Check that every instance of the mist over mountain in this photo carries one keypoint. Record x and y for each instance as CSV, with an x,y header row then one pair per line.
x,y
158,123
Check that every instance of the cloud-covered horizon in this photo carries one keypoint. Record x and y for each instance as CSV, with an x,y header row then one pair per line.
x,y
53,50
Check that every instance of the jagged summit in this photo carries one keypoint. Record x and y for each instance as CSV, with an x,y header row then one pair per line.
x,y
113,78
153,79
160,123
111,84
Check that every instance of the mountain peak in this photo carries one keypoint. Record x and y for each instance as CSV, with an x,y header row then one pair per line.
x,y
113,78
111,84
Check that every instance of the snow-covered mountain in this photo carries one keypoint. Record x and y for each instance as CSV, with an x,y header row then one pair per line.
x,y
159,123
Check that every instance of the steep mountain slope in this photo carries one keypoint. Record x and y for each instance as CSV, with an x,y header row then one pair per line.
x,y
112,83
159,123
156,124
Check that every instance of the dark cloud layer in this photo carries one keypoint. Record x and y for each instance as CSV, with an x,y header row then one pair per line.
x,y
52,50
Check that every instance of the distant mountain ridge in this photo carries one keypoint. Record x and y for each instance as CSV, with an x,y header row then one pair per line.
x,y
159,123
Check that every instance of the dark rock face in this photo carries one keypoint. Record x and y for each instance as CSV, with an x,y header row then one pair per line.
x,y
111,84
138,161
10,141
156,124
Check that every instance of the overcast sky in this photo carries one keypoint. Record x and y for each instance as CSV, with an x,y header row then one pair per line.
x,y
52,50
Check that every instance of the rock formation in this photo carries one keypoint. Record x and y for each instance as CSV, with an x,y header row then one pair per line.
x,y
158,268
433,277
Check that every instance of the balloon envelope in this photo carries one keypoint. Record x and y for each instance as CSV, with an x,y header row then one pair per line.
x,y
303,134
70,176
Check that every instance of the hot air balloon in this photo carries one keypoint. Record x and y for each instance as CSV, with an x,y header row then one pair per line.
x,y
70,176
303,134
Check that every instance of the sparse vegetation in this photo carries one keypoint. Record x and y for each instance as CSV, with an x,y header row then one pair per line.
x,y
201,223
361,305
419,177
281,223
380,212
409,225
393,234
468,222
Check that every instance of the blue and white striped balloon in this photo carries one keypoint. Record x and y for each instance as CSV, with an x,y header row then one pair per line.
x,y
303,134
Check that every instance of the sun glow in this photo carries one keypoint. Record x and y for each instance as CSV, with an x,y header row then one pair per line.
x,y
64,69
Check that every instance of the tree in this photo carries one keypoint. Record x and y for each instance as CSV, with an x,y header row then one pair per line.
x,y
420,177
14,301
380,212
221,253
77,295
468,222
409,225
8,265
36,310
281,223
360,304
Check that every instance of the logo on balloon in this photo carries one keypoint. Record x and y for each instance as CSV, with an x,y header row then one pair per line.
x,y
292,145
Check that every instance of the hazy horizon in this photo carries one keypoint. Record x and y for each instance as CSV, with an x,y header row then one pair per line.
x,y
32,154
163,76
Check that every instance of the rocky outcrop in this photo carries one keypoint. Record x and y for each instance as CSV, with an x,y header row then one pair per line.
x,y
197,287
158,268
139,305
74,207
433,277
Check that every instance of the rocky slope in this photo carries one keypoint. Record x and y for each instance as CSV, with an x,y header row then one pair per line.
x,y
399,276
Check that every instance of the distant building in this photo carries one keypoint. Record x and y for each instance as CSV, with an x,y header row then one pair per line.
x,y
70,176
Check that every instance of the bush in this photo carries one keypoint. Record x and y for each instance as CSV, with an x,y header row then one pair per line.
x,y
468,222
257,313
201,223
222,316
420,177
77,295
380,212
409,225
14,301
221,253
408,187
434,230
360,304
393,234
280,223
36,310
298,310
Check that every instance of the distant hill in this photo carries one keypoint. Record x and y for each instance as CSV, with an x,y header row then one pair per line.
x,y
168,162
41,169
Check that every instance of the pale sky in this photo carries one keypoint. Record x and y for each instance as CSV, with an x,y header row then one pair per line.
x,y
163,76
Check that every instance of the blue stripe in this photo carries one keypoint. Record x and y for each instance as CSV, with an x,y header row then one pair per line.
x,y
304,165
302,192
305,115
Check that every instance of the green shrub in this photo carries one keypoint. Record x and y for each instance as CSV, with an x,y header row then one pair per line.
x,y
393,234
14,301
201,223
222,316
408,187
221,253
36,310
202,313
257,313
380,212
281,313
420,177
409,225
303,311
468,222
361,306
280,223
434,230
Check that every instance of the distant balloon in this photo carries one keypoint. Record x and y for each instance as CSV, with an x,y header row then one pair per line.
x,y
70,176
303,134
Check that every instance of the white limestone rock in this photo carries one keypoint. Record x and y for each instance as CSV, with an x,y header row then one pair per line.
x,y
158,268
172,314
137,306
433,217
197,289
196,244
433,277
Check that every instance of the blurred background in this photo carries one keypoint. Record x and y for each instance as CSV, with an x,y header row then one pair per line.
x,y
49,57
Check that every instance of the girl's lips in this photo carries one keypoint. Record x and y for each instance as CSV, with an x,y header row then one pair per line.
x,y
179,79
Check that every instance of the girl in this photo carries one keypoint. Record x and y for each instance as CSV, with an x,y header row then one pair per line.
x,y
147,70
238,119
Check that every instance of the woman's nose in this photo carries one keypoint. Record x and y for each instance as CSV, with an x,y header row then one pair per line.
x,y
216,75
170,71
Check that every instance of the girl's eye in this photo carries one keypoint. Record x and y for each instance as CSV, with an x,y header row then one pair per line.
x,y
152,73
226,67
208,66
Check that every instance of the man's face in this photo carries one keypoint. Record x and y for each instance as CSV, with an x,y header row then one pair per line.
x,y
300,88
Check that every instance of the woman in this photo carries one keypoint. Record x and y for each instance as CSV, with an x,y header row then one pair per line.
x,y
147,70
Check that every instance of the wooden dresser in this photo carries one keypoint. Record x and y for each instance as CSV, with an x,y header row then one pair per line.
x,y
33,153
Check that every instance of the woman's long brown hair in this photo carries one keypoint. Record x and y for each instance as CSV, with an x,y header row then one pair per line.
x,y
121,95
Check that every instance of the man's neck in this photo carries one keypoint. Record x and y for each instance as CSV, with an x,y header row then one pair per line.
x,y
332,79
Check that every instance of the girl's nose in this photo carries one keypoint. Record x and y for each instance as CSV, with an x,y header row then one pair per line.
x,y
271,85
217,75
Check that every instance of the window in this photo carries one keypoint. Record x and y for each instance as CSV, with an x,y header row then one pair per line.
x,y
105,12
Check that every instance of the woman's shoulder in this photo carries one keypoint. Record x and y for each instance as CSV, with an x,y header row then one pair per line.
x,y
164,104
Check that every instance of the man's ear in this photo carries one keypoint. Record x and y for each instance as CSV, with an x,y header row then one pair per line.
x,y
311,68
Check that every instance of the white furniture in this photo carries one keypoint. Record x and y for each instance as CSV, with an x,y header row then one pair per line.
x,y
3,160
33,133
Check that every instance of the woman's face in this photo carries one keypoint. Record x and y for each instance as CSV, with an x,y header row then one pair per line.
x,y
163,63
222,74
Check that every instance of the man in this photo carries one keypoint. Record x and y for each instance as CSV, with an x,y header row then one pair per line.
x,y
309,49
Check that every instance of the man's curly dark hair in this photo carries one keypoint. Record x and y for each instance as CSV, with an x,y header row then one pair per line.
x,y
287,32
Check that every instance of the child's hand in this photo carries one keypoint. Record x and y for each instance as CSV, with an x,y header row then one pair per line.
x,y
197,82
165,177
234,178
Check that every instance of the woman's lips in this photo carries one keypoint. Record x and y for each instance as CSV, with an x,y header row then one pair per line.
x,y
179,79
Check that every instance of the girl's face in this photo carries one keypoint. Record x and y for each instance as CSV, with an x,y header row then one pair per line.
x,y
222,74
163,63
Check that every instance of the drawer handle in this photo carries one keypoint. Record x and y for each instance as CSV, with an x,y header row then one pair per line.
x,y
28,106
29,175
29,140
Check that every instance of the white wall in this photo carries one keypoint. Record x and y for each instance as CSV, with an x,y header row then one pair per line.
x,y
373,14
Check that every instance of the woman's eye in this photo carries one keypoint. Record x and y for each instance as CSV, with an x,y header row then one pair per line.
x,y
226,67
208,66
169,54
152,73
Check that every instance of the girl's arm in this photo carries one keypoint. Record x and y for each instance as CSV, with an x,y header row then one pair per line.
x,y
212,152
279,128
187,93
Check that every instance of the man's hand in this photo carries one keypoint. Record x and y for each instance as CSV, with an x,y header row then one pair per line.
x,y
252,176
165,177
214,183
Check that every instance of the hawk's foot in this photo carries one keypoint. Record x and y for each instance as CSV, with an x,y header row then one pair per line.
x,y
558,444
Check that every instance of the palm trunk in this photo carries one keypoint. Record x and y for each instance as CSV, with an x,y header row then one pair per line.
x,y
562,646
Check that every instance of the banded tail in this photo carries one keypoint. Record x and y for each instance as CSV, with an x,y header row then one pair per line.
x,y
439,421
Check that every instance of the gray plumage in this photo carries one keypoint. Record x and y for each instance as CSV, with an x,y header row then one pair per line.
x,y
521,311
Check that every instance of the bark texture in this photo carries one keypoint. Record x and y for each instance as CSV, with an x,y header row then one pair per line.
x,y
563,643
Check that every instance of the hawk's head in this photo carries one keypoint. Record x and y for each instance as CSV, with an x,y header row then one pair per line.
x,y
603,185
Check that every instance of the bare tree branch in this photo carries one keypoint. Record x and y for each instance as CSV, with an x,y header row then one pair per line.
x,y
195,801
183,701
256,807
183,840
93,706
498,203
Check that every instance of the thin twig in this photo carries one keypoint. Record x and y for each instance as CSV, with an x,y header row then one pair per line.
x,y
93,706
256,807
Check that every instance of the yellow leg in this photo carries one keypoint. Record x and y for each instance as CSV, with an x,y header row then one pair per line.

**TASK PROMPT**
Turn the material from the line containing "Check that every instance of the thin" through the final line, both included, into a JSON list of strings with one string per line and no blank lines.

**SOLUTION**
[
  "Check that every instance of the thin twig in this photo carries one keypoint. Record x and y for each instance as CSV, with an x,y header row then one pair per line.",
  "x,y",
  "93,706",
  "256,807",
  "Check that every instance of the yellow leg in this photo carries one keypoint. Record x and y for each instance as CSV, with an x,y header row then one pair per line."
]